TASK INSTRUCTIONS: Return the listing below unchanged, but without pictures.

-- Opening Marker --

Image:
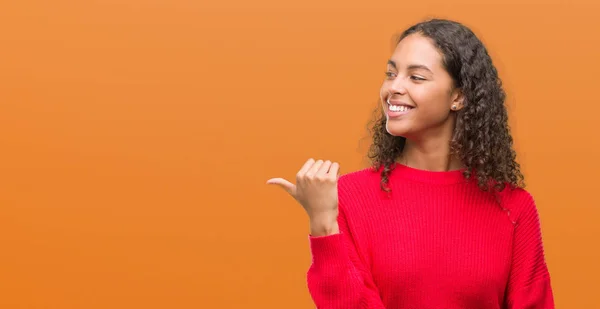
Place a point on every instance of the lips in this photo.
(397, 108)
(399, 103)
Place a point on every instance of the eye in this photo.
(390, 74)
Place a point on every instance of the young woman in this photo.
(441, 220)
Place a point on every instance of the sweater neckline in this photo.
(434, 177)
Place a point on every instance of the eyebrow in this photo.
(411, 66)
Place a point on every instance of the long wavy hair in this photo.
(481, 138)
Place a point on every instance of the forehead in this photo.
(417, 49)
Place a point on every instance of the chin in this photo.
(396, 130)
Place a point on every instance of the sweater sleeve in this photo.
(529, 283)
(337, 277)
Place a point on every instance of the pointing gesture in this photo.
(316, 191)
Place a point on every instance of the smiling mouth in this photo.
(398, 106)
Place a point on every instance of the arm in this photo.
(529, 283)
(337, 277)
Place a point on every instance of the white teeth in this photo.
(399, 108)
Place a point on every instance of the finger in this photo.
(307, 165)
(324, 169)
(334, 169)
(286, 185)
(313, 169)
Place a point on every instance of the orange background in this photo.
(136, 137)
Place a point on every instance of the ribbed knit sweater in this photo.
(436, 241)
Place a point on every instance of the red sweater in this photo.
(437, 241)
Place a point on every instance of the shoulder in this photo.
(358, 180)
(520, 202)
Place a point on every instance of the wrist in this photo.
(324, 225)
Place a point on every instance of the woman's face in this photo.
(418, 94)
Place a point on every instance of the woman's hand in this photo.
(316, 191)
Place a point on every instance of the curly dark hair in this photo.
(481, 139)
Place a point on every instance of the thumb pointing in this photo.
(286, 185)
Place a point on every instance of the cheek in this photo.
(431, 101)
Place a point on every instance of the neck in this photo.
(432, 154)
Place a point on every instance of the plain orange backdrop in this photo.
(136, 138)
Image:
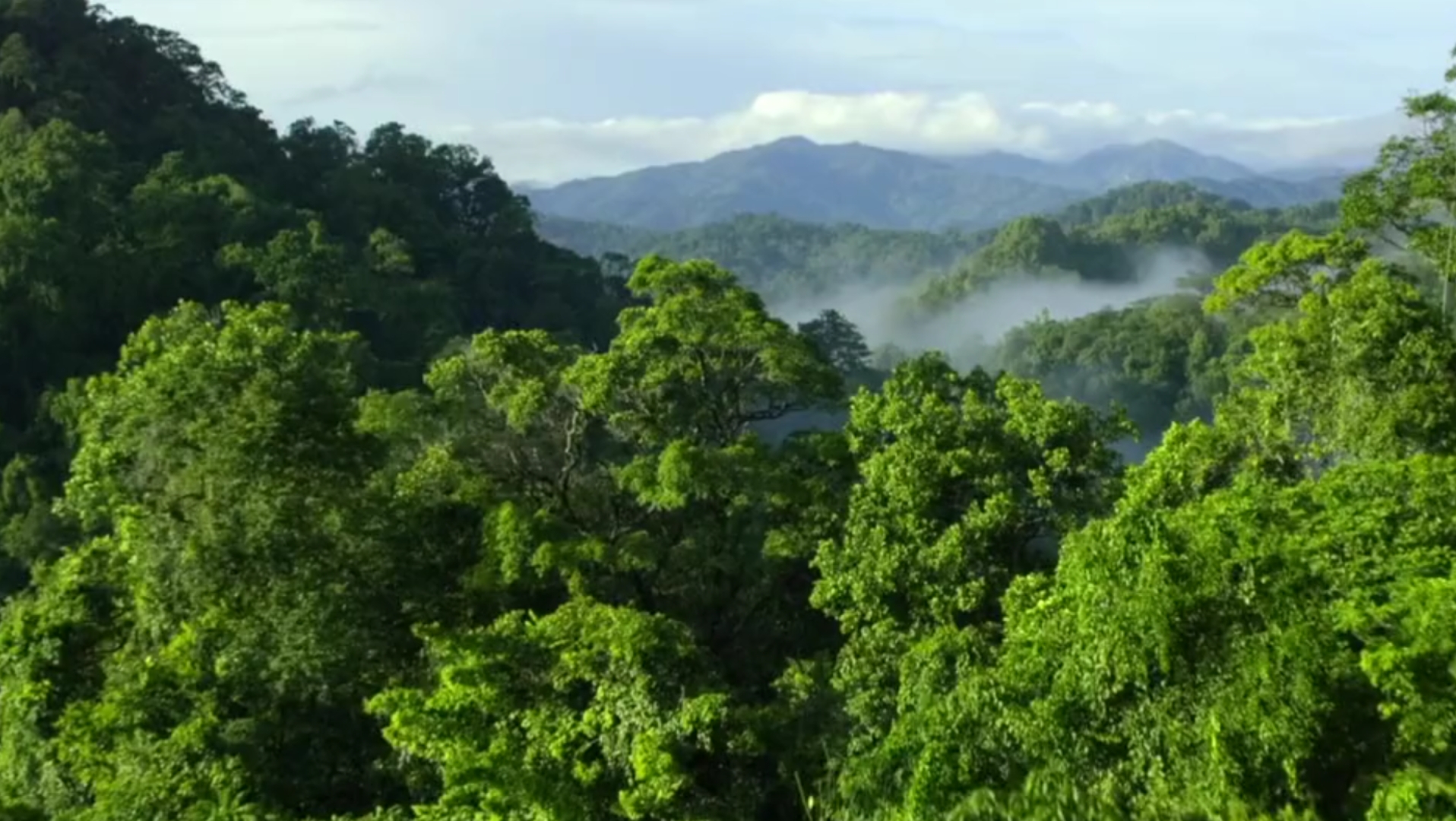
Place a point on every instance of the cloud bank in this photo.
(548, 151)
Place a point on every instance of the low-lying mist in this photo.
(969, 331)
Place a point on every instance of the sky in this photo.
(562, 89)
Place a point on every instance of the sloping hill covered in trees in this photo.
(332, 493)
(804, 181)
(788, 259)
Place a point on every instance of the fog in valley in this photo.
(969, 332)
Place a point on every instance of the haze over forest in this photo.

-- Closing Marker --

REPLY:
Image:
Place a point on every instance of the lips in this photo.
(397, 108)
(399, 103)
Place a point on every instance of the eye in this photo.
(390, 74)
Place a point on every instance of the young woman in this photo.
(441, 220)
Place a point on every instance of the sweater neckline in this photo.
(434, 177)
Place a point on every instance of the eyebrow in this photo.
(411, 66)
Place a point on every instance of the long wavy hair in this photo.
(481, 138)
Place a point on every instance of the forehead in this photo.
(417, 49)
Place a point on every instance of the chin in this photo.
(396, 130)
Place a point on every instance of the sweater sleeve in this photo.
(529, 283)
(337, 277)
Place a point on every instance of the pointing gesture in this photo.
(316, 191)
Place a point on every instance of the smiling mouth in this photo.
(398, 106)
Place a point on every instance of the arm in this photo.
(529, 283)
(337, 277)
Place a point on every instance of the white teeth in this photo.
(399, 108)
Place a point on every instance of the finger in this photo.
(307, 165)
(324, 169)
(334, 169)
(286, 185)
(313, 169)
Place a point on every instance of the orange background in this photo.
(136, 137)
Place a point on every instance of the ribbed knit sweater in this photo.
(436, 241)
Place a point on every instance of the red sweater in this photo.
(437, 241)
Place a point on every instance of the shoulder in this photo.
(358, 180)
(520, 202)
Place a point on every instance of the wrist in this photo.
(324, 225)
Place a point on every instance of the woman's face in this photo.
(418, 94)
Place a point on every instance of the woman's hand in this photo.
(316, 191)
Place a point on every instance of the curly dark hair in this photo.
(481, 139)
Place a point on every instance of the thumb pointing in this photo.
(286, 185)
Place a point on every instance of the cheek in this photo.
(431, 101)
Place a point on every instance of the neck in this photo.
(432, 154)
Place a point on every instance of the plain orange backdrop in this photo.
(136, 138)
Image:
Place a point on every instance of the cloud bank in this photo.
(548, 151)
Place a point on every instance of the low-lying mist in this photo.
(969, 331)
Place a point on every instance of the sky in this photo.
(562, 89)
Place a point on every instance of the sloping hill covered in trees in this photo.
(332, 493)
(804, 181)
(788, 259)
Place a point on every instance of the fog in valley in this photo.
(969, 332)
Place a point on every instance of the haze over forest in this photo.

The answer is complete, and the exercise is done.